Copy the lines below word for word.

▶ **Exercise inputs**:
|---|

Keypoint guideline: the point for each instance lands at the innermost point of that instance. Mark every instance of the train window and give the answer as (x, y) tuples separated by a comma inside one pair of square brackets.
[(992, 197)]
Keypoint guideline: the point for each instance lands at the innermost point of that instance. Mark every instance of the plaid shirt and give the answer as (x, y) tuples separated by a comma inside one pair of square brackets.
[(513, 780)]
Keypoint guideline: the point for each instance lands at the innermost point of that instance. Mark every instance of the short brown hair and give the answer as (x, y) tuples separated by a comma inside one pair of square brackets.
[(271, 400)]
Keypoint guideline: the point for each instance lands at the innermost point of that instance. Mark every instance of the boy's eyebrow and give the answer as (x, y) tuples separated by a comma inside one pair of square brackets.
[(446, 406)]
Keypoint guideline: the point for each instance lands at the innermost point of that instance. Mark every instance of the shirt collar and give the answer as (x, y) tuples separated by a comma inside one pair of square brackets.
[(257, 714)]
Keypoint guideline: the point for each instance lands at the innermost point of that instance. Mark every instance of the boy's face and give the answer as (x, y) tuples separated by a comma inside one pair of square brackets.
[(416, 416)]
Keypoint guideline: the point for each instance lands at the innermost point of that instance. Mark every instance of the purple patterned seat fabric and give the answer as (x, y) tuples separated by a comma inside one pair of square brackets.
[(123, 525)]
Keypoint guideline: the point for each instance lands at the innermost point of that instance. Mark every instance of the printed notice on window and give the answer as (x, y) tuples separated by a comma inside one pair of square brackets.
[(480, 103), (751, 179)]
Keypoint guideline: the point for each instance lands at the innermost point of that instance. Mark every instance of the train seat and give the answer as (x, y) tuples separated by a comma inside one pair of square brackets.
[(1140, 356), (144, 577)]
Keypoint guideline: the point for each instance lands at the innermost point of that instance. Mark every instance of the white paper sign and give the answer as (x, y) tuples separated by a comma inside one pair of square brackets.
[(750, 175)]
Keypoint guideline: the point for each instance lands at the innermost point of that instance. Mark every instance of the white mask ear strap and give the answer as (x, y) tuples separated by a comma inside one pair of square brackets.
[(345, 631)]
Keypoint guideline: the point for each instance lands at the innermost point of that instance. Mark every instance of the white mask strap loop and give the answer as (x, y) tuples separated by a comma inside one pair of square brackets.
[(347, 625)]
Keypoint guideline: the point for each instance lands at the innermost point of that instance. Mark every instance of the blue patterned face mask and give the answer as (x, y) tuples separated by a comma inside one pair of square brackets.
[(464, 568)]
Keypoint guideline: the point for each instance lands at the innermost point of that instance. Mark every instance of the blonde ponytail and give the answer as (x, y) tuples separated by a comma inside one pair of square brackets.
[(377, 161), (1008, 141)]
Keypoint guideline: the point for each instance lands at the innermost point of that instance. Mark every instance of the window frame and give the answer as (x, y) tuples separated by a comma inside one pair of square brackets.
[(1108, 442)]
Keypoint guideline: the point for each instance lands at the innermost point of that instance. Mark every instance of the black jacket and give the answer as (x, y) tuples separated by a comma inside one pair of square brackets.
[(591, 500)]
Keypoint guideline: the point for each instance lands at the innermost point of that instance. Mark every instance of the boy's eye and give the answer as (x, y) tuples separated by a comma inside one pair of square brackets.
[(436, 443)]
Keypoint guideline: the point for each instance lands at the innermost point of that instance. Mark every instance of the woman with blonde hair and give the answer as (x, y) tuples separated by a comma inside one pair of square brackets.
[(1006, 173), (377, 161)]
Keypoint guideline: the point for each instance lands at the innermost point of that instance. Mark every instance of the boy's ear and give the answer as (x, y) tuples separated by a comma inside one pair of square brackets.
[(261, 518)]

|---|

▶ **Task result**:
Keypoint guideline: the point for each instance lands at the innermost point of that instance. Mark every instance of the train window and give the answer as (x, y) tuples separated by a comma inside one pair of square brackets.
[(992, 197)]
Keypoint guideline: the point for each instance lands at the innermost point of that instance. Mark every instance of the plaid shirt and give the answer as (x, y) tuples separated by a comma inside one pair of square brackets.
[(513, 780)]
Keypoint guideline: the point for each instance lands at the innermost point of that instance. Mark every instance of the short brown hair and give the answer as (x, y) tuples separated by a comma inside one pair of square brackets.
[(271, 400)]
Keypoint guideline: the point for each instance lands at the innermost point of that instance. Mark every instance of the boy's eyebrow and give the answer as (x, y) tuples separated by a comma inside one pair of square brackets.
[(446, 406)]
Keypoint guideline: the point for each instance lands at the innermost point of that instance. Mark every instance of the shirt collar and give the answer as (x, y) tuples separated by a comma inside one pair of square brackets.
[(257, 714)]
Keypoint guideline: the point for each instance lands at the innermost point of that instance. Mark every instance of the boy's face and give the answer as (x, y) tuples separated by a comma inside one pair of square brackets.
[(416, 416)]
Keypoint guideline: the point for each instance lands at the innermost point of that instance. Mark every instance of the purple patterned seat fabric and give the answer as (x, y) tuples separated by a comma inside one pair of square brackets.
[(123, 525)]
Keypoint guideline: the point for each instance lands at the innermost point of that instance. Mark every instance of the printed notice on window and give the answer as (x, y) tuples separated by a comma inside one pair of square brackets.
[(480, 103), (751, 179)]
Keypoint guideline: the point for each instance lands at the innermost point of that instance. Mark every instance of the train seat and give the answer as (x, y) tuples separated by a comma inside one pair of square brackets.
[(1140, 356), (144, 577)]
Keypoint guideline: the point for each instance lands at the innermost point of that instance. Mark every instance of the white paper sign and give the answer as (x, y) tuples separated by a comma inside one pair of square brackets.
[(750, 175)]
Keypoint guideline: the point for each instance lands at the innermost point of that instance. Mark every instance of the white mask ear strap and give the answer as (x, y) tuples separated by a comma inside one pair of square brackets.
[(345, 631)]
Keypoint guideline: the point for each instance lands at the innermost point of that instance. Mark every instance of the white mask strap loop and give the answer as (x, y) tuples separated by a comma inside one pair of square brackets.
[(347, 625)]
Keypoint guideline: the point for each instance lands at the innermost point of that instance. Mark every instance of the blue patterned face mask and give the answer as (x, y) tuples separated by a comma inside one pair of square brackets.
[(464, 568)]
Keypoint guideline: the point for each instance lands at the innermost point of that instance. Mark every instance of the blonde ponytail and give the answer as (x, y) tuples separated by a comma inside one pair of square brackets.
[(377, 161), (1008, 141)]
Keypoint guideline: the point for each instance lands at the innermost point of that instance. Mark every instance of the window frame and give the answer as (x, y) tuples separated by a comma inside one pair of square brackets.
[(1108, 442)]
Keypoint guideline: the point for each instance lands at the innermost point of that instance. Mark every instance of the black jacket and give the answer as (x, y) tuples separated by a comma inside one pair of square brackets.
[(591, 500)]
Keypoint guideline: the point for each instance lands at the innermost point of that instance. Mark every instance of the boy's eye and give the answer as (x, y) tuples separated by a comma inside one pair of square brackets.
[(436, 443)]
Keypoint guideline: the point for each instance lands at the innermost point of that instance. Mark every instance of the woman with blonde hair and give the answer as (x, y) tuples separated by a comma inside one pair of square brackets.
[(1006, 173), (377, 161)]
Keypoint guideline: the point for each instance lands at the innermost point of that instance. Mark every instance of the boy's ear and give the answer as (x, y) tuples separated by a comma inside one pair of square brackets.
[(261, 518)]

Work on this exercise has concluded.